• What to produce
Copy every one of the following rows word for word, omitting the pictures.

• Records
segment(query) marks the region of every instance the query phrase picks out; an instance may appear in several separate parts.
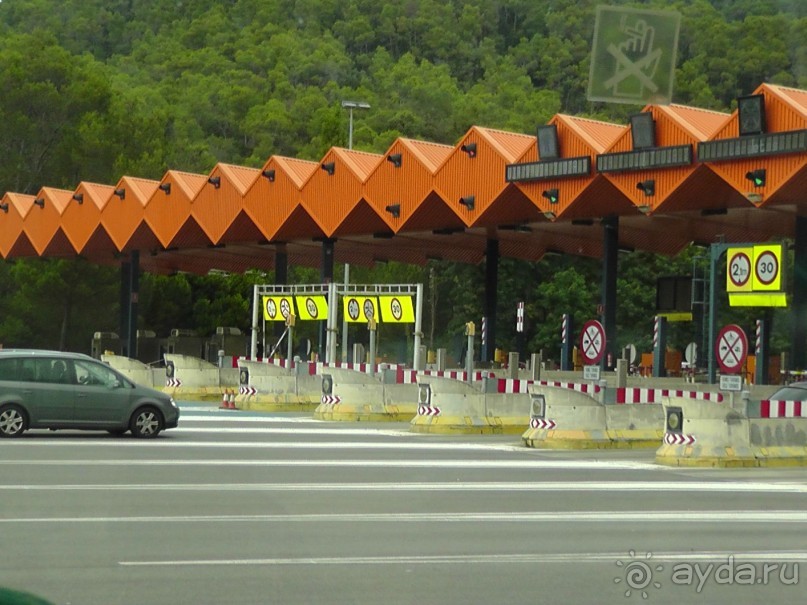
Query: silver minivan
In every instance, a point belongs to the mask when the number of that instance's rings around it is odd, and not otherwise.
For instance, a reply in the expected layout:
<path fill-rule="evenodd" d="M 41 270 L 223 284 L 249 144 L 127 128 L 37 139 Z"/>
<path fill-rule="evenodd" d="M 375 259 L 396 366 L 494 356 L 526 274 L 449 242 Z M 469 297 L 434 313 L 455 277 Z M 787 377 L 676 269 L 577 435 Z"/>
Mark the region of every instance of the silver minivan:
<path fill-rule="evenodd" d="M 178 422 L 171 397 L 88 355 L 0 350 L 0 437 L 28 429 L 91 429 L 152 438 Z"/>

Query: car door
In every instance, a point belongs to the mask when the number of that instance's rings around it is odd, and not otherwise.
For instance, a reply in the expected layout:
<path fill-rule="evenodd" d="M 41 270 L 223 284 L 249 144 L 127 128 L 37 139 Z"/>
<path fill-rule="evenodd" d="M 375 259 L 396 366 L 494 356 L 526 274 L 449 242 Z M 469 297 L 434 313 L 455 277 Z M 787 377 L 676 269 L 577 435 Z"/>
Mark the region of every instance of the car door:
<path fill-rule="evenodd" d="M 132 389 L 109 366 L 93 361 L 73 361 L 76 377 L 76 423 L 94 426 L 120 426 L 128 423 Z"/>

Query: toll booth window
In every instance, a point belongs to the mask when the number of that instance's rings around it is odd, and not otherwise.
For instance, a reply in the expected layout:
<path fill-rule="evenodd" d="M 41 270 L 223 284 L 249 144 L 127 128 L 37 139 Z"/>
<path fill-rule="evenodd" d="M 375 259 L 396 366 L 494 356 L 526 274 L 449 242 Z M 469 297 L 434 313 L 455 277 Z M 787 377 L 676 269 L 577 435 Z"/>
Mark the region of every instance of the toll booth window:
<path fill-rule="evenodd" d="M 17 380 L 16 359 L 0 359 L 0 380 Z"/>

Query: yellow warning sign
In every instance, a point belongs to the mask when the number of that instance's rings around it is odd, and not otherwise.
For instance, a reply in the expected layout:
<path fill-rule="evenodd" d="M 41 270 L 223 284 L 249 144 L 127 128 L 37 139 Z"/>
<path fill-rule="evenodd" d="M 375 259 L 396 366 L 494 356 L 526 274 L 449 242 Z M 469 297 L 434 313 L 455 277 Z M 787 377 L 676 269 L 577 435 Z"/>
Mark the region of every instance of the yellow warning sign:
<path fill-rule="evenodd" d="M 384 323 L 415 323 L 411 296 L 379 296 L 381 321 Z"/>
<path fill-rule="evenodd" d="M 295 296 L 297 319 L 300 321 L 321 321 L 328 319 L 328 301 L 324 296 Z"/>
<path fill-rule="evenodd" d="M 294 313 L 291 296 L 264 296 L 263 318 L 266 321 L 286 321 L 289 313 Z"/>
<path fill-rule="evenodd" d="M 345 296 L 342 305 L 348 323 L 378 321 L 378 299 L 375 296 Z"/>

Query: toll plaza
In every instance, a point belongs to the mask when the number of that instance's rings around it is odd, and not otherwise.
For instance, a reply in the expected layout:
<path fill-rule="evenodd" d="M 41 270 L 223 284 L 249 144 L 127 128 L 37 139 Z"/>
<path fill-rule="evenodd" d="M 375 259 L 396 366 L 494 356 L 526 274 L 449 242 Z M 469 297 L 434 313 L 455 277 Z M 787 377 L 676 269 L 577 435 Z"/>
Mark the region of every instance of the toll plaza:
<path fill-rule="evenodd" d="M 703 304 L 723 287 L 737 304 L 787 304 L 794 328 L 781 371 L 789 378 L 807 368 L 805 191 L 807 91 L 762 84 L 732 114 L 650 104 L 628 124 L 559 114 L 537 136 L 473 126 L 454 145 L 399 138 L 384 154 L 334 147 L 319 162 L 272 156 L 260 169 L 219 163 L 207 175 L 169 170 L 160 181 L 123 176 L 74 190 L 44 184 L 33 196 L 6 192 L 0 254 L 119 263 L 126 352 L 136 350 L 141 271 L 255 268 L 273 270 L 282 286 L 290 265 L 306 265 L 319 267 L 322 287 L 333 288 L 335 262 L 484 262 L 485 363 L 497 348 L 501 257 L 593 257 L 603 267 L 596 324 L 583 327 L 580 341 L 575 326 L 563 327 L 559 371 L 574 371 L 577 350 L 583 366 L 607 378 L 618 375 L 624 355 L 617 348 L 619 250 L 672 255 L 695 242 L 711 255 Z M 794 253 L 790 291 L 781 264 L 787 248 L 775 248 L 783 242 Z M 727 278 L 718 274 L 722 262 Z M 720 347 L 734 351 L 739 337 L 719 332 L 713 309 L 701 354 L 716 387 L 719 362 L 732 361 Z M 338 311 L 330 311 L 336 321 Z M 770 325 L 759 321 L 753 344 L 762 384 L 772 352 Z M 317 362 L 335 364 L 335 326 L 321 326 Z M 652 363 L 642 366 L 660 380 L 676 364 L 667 362 L 664 317 L 653 330 Z M 253 330 L 251 357 L 255 338 Z M 413 342 L 415 371 L 426 371 L 422 353 Z"/>

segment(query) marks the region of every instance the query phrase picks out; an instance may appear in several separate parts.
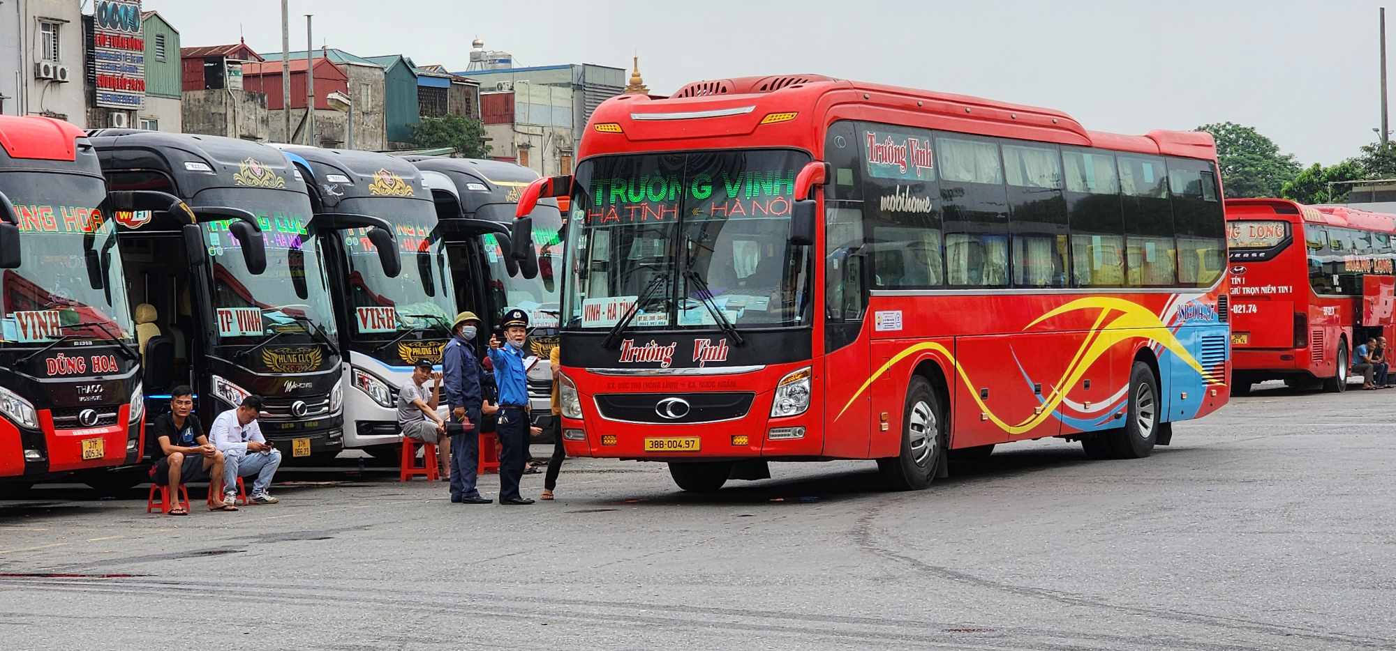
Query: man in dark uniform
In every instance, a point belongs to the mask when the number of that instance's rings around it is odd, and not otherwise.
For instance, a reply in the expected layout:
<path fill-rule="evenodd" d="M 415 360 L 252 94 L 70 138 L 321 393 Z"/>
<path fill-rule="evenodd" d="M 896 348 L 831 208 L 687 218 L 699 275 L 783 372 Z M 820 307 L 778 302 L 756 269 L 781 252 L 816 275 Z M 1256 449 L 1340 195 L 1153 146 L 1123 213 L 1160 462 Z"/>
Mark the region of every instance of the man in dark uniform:
<path fill-rule="evenodd" d="M 451 436 L 451 502 L 487 505 L 475 488 L 475 470 L 480 463 L 480 362 L 475 358 L 475 335 L 480 319 L 475 312 L 455 315 L 451 342 L 441 353 L 441 375 L 451 420 L 462 432 Z"/>
<path fill-rule="evenodd" d="M 519 480 L 528 460 L 528 375 L 524 369 L 524 340 L 528 337 L 528 314 L 514 308 L 504 312 L 504 346 L 490 336 L 490 364 L 500 390 L 500 503 L 532 505 L 519 495 Z"/>

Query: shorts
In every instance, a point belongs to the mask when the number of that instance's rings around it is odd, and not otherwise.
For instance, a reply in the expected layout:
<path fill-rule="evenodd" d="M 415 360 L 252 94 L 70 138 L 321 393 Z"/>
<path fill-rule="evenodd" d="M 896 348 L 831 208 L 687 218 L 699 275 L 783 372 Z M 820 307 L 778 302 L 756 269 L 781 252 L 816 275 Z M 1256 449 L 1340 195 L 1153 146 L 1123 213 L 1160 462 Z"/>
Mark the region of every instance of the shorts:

• Output
segment(query) marks the region of every instance the query phrase picks out; an instance may appear in several separate parts.
Query: silver minivan
In every instance, a point belongs to the mask when the number of that instance's rings around it is odd, and not otherwise.
For instance, a reply in the expected layout:
<path fill-rule="evenodd" d="M 41 270 L 223 284 L 249 144 L 127 128 L 37 139 Z"/>
<path fill-rule="evenodd" d="M 375 259 L 396 366 L 494 356 L 526 274 L 449 242 Z M 469 297 L 434 313 L 455 277 Z M 787 377 L 676 269 L 577 435 Z"/>
Mark the region of every instance of the silver minivan:
<path fill-rule="evenodd" d="M 178 422 L 171 397 L 88 355 L 0 350 L 0 437 L 28 429 L 91 429 L 152 438 Z"/>

Query: car door
In every instance, a point belongs to the mask when the number of that instance's rings around it is odd, and not otherwise.
For instance, a reply in the expected layout:
<path fill-rule="evenodd" d="M 41 270 L 223 284 L 249 144 L 127 128 L 37 139 Z"/>
<path fill-rule="evenodd" d="M 375 259 L 396 366 L 494 356 L 526 274 L 449 242 Z M 469 297 L 434 313 L 455 277 Z M 787 377 L 676 269 L 577 435 Z"/>
Mark the region of every instance of the car door:
<path fill-rule="evenodd" d="M 132 389 L 109 366 L 93 361 L 73 361 L 76 377 L 76 423 L 94 426 L 120 426 L 128 423 Z"/>

Query: toll booth window
In every instance, a point belongs to the mask when the number of that instance's rings around it is odd, and not otherwise.
For instance, a reply in the expected layout:
<path fill-rule="evenodd" d="M 41 270 L 223 284 L 249 144 L 127 128 L 37 139 Z"/>
<path fill-rule="evenodd" d="M 375 259 L 396 366 L 494 356 L 526 274 L 449 242 Z M 469 297 L 434 313 L 455 277 Z M 787 377 L 676 269 L 577 435 Z"/>
Mark the region of every instance of the toll booth window:
<path fill-rule="evenodd" d="M 17 380 L 16 359 L 0 359 L 0 380 Z"/>

Query: yellow warning sign
In every instance, a point belongs to the mask when the number of that instance's rings around it is odd, and not otherwise.
For instance, a reply in the expected layout:
<path fill-rule="evenodd" d="M 41 270 L 223 284 L 249 144 L 127 128 L 37 139 Z"/>
<path fill-rule="evenodd" d="M 375 259 L 396 366 L 494 356 L 526 274 L 449 242 Z M 469 297 L 434 313 L 455 277 Z M 787 377 L 676 269 L 577 435 Z"/>
Mark the region of every instance of the yellow warning sign:
<path fill-rule="evenodd" d="M 384 323 L 415 323 L 411 296 L 379 296 L 381 321 Z"/>
<path fill-rule="evenodd" d="M 295 296 L 297 319 L 300 321 L 321 321 L 328 319 L 328 301 L 324 296 Z"/>
<path fill-rule="evenodd" d="M 294 313 L 291 296 L 264 296 L 263 318 L 266 321 L 286 321 L 289 313 Z"/>
<path fill-rule="evenodd" d="M 345 296 L 342 305 L 348 323 L 378 321 L 378 299 L 375 296 Z"/>

Query: toll plaza
In every instance, a point belongs to the mask when the number of that instance's rings around it is odd, and not otherwise.
For instance, a reply in the expected layout:
<path fill-rule="evenodd" d="M 41 270 L 223 284 L 249 144 L 127 128 L 37 139 Z"/>
<path fill-rule="evenodd" d="M 375 259 L 396 366 L 494 356 L 526 274 L 449 242 Z M 469 297 L 434 313 L 455 277 Z M 787 377 L 676 269 L 577 435 Z"/>
Mark the region of every instance of the toll plaza:
<path fill-rule="evenodd" d="M 703 304 L 723 287 L 737 304 L 787 304 L 794 328 L 781 371 L 789 378 L 807 368 L 805 191 L 807 91 L 762 84 L 732 114 L 650 104 L 628 124 L 559 114 L 537 136 L 473 126 L 454 145 L 399 138 L 384 154 L 334 147 L 319 162 L 272 156 L 260 169 L 219 163 L 207 175 L 169 170 L 160 181 L 123 176 L 74 190 L 44 184 L 33 196 L 6 192 L 0 254 L 119 263 L 126 352 L 136 350 L 141 271 L 255 268 L 273 270 L 282 286 L 290 265 L 306 265 L 319 267 L 322 287 L 333 288 L 335 262 L 484 262 L 485 363 L 497 348 L 501 257 L 593 257 L 603 267 L 596 324 L 583 327 L 580 341 L 575 326 L 563 327 L 559 371 L 574 371 L 577 350 L 583 366 L 607 378 L 618 375 L 624 355 L 617 348 L 619 250 L 672 255 L 695 242 L 711 255 Z M 794 253 L 790 291 L 781 264 L 787 248 L 775 248 L 783 242 Z M 727 278 L 718 274 L 722 262 Z M 720 347 L 734 351 L 739 337 L 719 332 L 713 309 L 701 354 L 716 387 L 719 362 L 732 361 Z M 338 311 L 330 311 L 336 321 Z M 770 325 L 759 321 L 753 344 L 762 384 L 772 352 Z M 317 362 L 335 364 L 335 326 L 321 326 Z M 652 363 L 642 366 L 660 380 L 676 364 L 667 362 L 664 317 L 653 330 Z M 253 330 L 251 357 L 255 338 Z M 413 342 L 415 371 L 426 371 L 422 353 Z"/>

segment(query) marks the region of every instance the query phrase picks out; an instance may appear in several separate parts.
Query: man in dark uniform
In every instance, a point belongs to the mask when the number of that instance's rings around it is odd, and not otherwise.
For instance, a reply in the expected layout:
<path fill-rule="evenodd" d="M 415 360 L 252 94 L 70 138 L 321 393 Z"/>
<path fill-rule="evenodd" d="M 896 348 L 831 208 L 687 218 L 699 275 L 783 372 Z M 820 307 L 778 302 L 756 269 L 781 252 L 816 275 Z M 1256 449 L 1340 195 L 1153 146 L 1123 213 L 1160 462 Z"/>
Mark the region of every instance of the man in dark uniform:
<path fill-rule="evenodd" d="M 451 436 L 451 502 L 487 505 L 475 488 L 475 470 L 480 463 L 480 362 L 475 358 L 475 335 L 480 319 L 475 312 L 455 315 L 451 342 L 441 353 L 441 375 L 451 420 L 462 432 Z"/>
<path fill-rule="evenodd" d="M 519 480 L 528 460 L 528 375 L 524 369 L 524 340 L 528 337 L 528 314 L 514 308 L 504 312 L 504 346 L 490 336 L 490 364 L 500 390 L 500 503 L 532 505 L 519 495 Z"/>

Query: shorts
In every instance, a point belongs to the mask when the number of that instance's rings around it is odd, and not otherwise.
For instance, a reply in the expected layout:
<path fill-rule="evenodd" d="M 415 360 L 252 94 L 70 138 L 321 393 Z"/>
<path fill-rule="evenodd" d="M 896 348 L 831 208 L 687 218 L 699 275 L 783 372 Z M 820 307 L 778 302 L 756 269 L 781 252 L 816 275 Z M 1256 449 L 1340 195 L 1153 146 L 1123 213 L 1160 462 Z"/>
Mark the region of every instance of the shorts:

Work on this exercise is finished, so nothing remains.